▶ Extract provided:

## Start

Juneteenth, also known as Emancipation Day or Juneteenth Independence Day, is observed each year on June 19th. It commemorates the ending of slavery in the United States on June 19, 1865, when Union General Gordon Granger led troops into Galveston, Texas to enforce the Emancipation Proclamation issued by President Lincoln two and a half years prior. Many theories have circulated to explain the more than two year delay in the emancipation of Texan slaves after Lincoln’s Executive Order. According to Juneteenth.com, one story holds that the first messenger to deliver the news of freedom was murdered, while another story states that the news was deliberately withheld by slave owners.
In celebration of Juneteenth, the South Pasadena Public Library is highlighting some resources from the Library of Congress as well as our own collections. For those interested in expanding their knowledge of American slavery, the Library of Congress has compiled an outstanding online research guide. We also recommend their rare audio interviews with former slaves, titled “Voices Remembering Slavery: Freed People Tell Their Stories”. For those interested in print books, SPPL has many titles relevant to Juneteenth and the history of slavery in America (links to some selections below). For those who prefer e-books, browse the Overdrive collections curated by the Library to explore the Black Lives Matter Movement for adults and teens.

## End

(Recorded data)
## Start

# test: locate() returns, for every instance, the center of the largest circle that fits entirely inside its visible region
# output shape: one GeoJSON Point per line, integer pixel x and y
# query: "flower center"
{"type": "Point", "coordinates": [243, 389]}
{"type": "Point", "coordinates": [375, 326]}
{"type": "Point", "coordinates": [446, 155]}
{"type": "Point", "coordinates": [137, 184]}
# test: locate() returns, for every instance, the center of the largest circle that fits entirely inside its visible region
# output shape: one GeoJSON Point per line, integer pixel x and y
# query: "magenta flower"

## End
## Start

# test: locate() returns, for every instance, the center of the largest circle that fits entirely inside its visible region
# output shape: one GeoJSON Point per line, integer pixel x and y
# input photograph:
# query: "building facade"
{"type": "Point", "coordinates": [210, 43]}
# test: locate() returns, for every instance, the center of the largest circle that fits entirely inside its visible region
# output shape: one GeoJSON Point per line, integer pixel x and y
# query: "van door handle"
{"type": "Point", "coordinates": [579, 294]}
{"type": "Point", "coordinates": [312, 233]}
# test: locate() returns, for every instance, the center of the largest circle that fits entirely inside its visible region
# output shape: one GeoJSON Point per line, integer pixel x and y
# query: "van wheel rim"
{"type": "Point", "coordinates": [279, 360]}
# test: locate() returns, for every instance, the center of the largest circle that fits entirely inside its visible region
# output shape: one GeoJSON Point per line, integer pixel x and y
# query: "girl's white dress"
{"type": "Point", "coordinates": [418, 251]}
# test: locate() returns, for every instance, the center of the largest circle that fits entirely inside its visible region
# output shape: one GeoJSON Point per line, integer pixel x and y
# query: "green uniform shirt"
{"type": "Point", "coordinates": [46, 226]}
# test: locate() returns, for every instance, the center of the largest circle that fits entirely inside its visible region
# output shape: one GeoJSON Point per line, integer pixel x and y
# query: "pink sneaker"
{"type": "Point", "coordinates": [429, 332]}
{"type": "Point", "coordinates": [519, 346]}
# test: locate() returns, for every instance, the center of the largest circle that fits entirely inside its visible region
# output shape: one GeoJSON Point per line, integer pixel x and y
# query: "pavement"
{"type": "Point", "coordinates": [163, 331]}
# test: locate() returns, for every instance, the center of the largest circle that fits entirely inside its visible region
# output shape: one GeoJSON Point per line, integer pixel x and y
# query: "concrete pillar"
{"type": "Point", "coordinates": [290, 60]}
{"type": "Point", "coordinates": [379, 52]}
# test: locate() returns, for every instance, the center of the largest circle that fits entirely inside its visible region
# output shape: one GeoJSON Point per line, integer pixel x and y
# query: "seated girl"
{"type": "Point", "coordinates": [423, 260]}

## End

▶ Description of the task: According to the Juneteenth text above, who led troops into Galveston, Texas, on June 19, 1865, to enforce the Emancipation Proclamation?

▶ Solution to the problem: Union General Gordon Granger.